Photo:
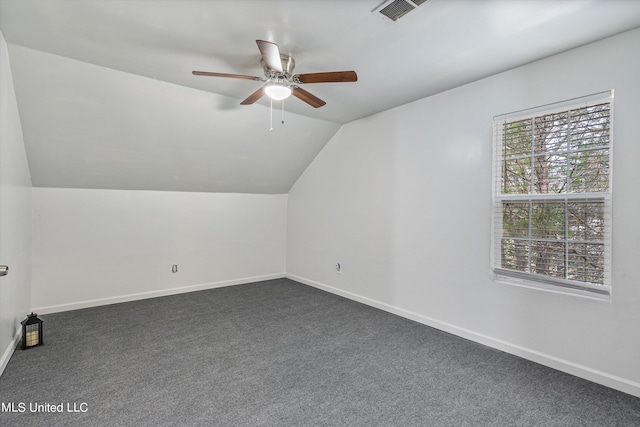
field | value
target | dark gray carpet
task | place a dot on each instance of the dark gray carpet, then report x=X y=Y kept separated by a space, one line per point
x=279 y=353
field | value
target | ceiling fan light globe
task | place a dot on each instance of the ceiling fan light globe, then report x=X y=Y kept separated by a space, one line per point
x=277 y=92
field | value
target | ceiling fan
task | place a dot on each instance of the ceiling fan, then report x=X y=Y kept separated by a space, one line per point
x=280 y=80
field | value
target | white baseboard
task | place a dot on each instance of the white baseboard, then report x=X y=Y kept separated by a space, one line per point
____
▶ [OBJECTIVE]: Copy out every one of the entries above word for word, and leave the pictures out of your copy.

▶ [FULL SOLUTION]:
Photo:
field | value
target | dark gray carpet
task | place a dot on each instance of the dark gray carpet, then report x=X y=Y kept separated by a space, one line per point
x=279 y=353
field | value
target | ceiling fan light globe
task | place a dot on each instance of the ceiling fan light globe, then report x=X y=Y kept separated by a space, one line per point
x=277 y=92
field | value
target | ceiling fan
task | place a dot on each instance of the ceiling fan, then report x=X y=Y kept separated by a space, one line per point
x=280 y=80
field | value
target | white baseboard
task | place a dot on each instance of the white baseboard, then report x=X y=Y kept separated by a space, one line per point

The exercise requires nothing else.